Samantha Jade held back tears as she performed for seriously ill children and their families at Ronald McDonald House in Subiaco at the weekend.
After losing her mum to cancer in June, the Perth pop star knows only too well how illness can affect a family.
"My mum, she battled really hard and she fought so hard for six months," Jade said.
"When she was told she had two weeks (to live), it was really hard. I know what I went through, you feel so helpless . . . that was one of the hardest things with my mum, that feeling of helplessness that you can't do enough.
"But she just said to me 'you just make me smile every day', and that is all I want to give - if I can make people smile I am there."
But the 2012 X Factor winner was determined to battle through the performance without shedding a tear while looking out at the wide-eyed faces of some of her young fans.
"If you are performing and you cry, it is selfish," she said.
"I wanted it to be about the kids so you go to another place in your mind and you perform, that is what you do."

# DATA FOR ANALYSIS

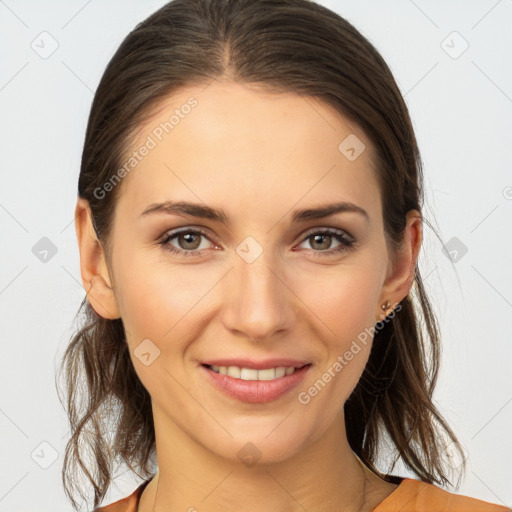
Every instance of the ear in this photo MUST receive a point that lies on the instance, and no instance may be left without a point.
(93, 267)
(400, 274)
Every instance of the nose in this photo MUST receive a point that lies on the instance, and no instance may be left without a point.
(259, 303)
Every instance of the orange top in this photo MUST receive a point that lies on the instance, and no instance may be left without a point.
(410, 496)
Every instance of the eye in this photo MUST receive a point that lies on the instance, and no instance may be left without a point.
(321, 241)
(188, 240)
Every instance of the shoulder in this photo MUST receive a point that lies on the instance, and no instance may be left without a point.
(128, 504)
(415, 496)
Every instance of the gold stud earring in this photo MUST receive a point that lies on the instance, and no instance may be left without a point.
(386, 306)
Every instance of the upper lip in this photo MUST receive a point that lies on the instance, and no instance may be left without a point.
(257, 365)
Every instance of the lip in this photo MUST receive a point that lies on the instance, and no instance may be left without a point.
(257, 365)
(255, 391)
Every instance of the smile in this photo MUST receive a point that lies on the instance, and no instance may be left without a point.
(253, 385)
(251, 374)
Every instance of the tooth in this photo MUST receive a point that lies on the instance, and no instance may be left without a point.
(281, 371)
(248, 374)
(233, 371)
(268, 374)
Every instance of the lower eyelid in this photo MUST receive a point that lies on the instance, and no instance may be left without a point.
(342, 237)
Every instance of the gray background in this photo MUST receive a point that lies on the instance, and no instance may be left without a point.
(461, 104)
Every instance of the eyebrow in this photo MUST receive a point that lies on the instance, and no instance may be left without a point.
(218, 215)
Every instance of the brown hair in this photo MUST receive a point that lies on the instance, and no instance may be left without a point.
(282, 46)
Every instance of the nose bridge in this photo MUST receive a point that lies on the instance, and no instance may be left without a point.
(259, 301)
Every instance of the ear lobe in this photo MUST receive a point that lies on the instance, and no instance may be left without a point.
(93, 267)
(401, 275)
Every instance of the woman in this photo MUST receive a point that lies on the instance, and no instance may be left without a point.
(249, 223)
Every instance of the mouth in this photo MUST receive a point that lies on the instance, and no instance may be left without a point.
(255, 385)
(252, 374)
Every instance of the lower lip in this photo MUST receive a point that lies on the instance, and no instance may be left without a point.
(256, 391)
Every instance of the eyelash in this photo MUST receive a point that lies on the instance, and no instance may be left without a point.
(345, 243)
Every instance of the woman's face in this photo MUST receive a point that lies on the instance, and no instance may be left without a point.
(263, 286)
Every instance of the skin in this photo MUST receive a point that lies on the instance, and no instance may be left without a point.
(258, 156)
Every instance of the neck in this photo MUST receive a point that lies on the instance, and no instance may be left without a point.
(325, 475)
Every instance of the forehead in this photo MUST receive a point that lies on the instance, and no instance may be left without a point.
(233, 143)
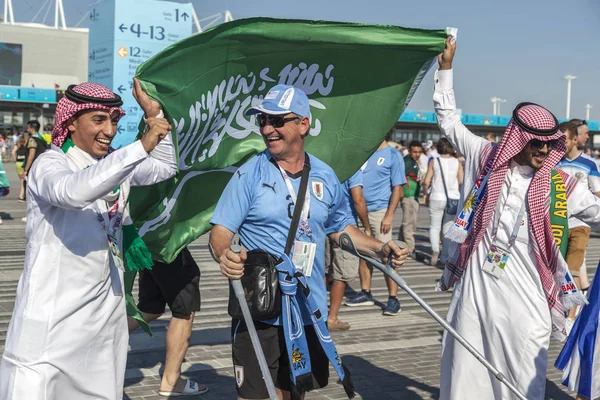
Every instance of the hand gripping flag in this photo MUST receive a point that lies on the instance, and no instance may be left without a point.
(359, 79)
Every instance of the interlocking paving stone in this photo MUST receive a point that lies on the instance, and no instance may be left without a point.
(390, 357)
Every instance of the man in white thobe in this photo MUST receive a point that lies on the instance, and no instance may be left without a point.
(507, 316)
(68, 336)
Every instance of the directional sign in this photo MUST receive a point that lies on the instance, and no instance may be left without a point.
(16, 93)
(124, 34)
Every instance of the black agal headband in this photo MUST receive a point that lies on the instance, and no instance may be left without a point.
(82, 98)
(532, 129)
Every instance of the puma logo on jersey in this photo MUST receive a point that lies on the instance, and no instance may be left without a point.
(270, 187)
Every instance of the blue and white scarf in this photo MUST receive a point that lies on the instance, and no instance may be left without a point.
(290, 279)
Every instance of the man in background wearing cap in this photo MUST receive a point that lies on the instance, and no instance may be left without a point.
(258, 203)
(383, 177)
(68, 337)
(511, 283)
(585, 171)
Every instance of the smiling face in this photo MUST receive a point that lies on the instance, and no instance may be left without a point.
(92, 131)
(288, 140)
(582, 136)
(415, 152)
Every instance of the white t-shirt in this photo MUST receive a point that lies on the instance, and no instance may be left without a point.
(450, 166)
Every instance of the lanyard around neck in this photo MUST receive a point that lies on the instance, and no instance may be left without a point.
(298, 214)
(292, 191)
(515, 231)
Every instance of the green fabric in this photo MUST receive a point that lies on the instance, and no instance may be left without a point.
(558, 213)
(413, 178)
(137, 256)
(130, 303)
(359, 79)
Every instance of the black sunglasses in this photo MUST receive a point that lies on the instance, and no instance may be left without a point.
(537, 145)
(276, 121)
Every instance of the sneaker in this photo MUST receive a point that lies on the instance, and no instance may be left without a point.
(393, 307)
(338, 326)
(361, 299)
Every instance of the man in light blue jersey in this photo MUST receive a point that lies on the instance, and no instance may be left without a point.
(585, 170)
(383, 178)
(343, 265)
(258, 203)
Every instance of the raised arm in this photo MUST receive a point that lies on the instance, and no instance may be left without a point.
(162, 163)
(444, 103)
(52, 180)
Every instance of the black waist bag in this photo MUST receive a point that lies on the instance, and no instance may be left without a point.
(261, 287)
(260, 280)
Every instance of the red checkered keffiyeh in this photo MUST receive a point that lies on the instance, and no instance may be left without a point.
(67, 108)
(547, 254)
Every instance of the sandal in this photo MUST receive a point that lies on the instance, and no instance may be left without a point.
(191, 389)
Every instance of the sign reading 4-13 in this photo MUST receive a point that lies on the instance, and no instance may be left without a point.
(124, 34)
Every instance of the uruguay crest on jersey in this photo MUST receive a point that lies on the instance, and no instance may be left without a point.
(318, 188)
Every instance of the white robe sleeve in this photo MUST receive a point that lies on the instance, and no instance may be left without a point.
(161, 165)
(51, 179)
(444, 103)
(585, 206)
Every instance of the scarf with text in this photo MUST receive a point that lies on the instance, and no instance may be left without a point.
(290, 280)
(476, 216)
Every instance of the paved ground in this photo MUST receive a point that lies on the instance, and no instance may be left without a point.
(390, 357)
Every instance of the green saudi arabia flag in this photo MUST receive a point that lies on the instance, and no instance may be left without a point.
(359, 79)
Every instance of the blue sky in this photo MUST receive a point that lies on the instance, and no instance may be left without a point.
(518, 50)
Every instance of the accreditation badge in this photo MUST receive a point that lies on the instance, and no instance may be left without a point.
(304, 256)
(496, 261)
(115, 252)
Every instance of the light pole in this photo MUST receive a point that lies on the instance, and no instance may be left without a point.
(569, 78)
(588, 107)
(496, 101)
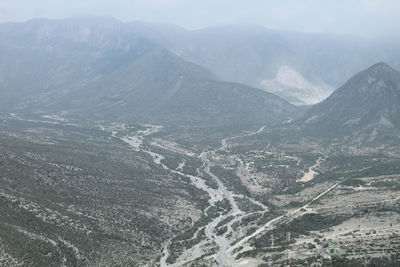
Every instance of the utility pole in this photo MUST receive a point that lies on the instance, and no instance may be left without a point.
(288, 243)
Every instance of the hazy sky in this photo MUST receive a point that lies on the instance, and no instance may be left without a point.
(363, 17)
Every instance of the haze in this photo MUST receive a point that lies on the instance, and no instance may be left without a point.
(370, 18)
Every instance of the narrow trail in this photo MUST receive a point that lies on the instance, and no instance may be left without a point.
(226, 253)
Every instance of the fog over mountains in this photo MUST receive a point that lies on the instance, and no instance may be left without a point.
(369, 100)
(139, 144)
(103, 68)
(95, 64)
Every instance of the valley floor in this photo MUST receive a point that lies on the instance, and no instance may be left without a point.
(240, 201)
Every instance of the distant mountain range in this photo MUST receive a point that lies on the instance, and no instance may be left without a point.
(303, 68)
(368, 103)
(103, 69)
(99, 68)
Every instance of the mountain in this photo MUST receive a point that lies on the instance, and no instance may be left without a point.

# TASK TO CARRY OUT
Pick up the article about Samantha Jade's performance at Ronald McDonald House and continue it from its last sentence.

# EXERCISE ANSWER
The 27-year-old made the special visit to help celebrate the 21st birthday of Perth's Ronald McDonald House Charity's Mercedes-Benz Ball.
Since it began, the annual charity ball has helped raise millions to help regional WA families by providing them with a home-away-from-home and a place to live together, while their seriously ill child receives treatment at Princess Margaret Hospital.
After her performance, Jade interacted with the kids, but it was holding 10-month-old Harley Jarvis that really hit home.
"It just makes me think 'What can we do to help in any way we can'," Jade said after cradling Harley in her arms as his proud dad Aaron watched.
Mr Jarvis told of Harley's rare condition, Trisomy 9 Mosaic, a chromosome disorder, which has meant the baby has spent just two weeks out of hospital.
Mr Jarvis is based in Bunbury with his wife and three other children, so the Jarvis family has had to depend on Ronald McDonald House.
"It means everything to us," Mr Jarvis said.
"I can't imagine life without the House. I haven't got a job because Harley is an ICU baby and needs 24-hour care."
For the House’s weekend supervisor Lindsay Walsh, Jade’s visit was extra special because she saw some of the kids smile for the first time in weeks.
“It is a really special occasion for them; it makes them smile rather than thinking about something sad,” Ms Walsh said.
“These are the occasions that make this place really special.
“It is nice to see people like Samantha come along who don’t have to. Doing it out of the kindness of their hearts to make the kids smile.”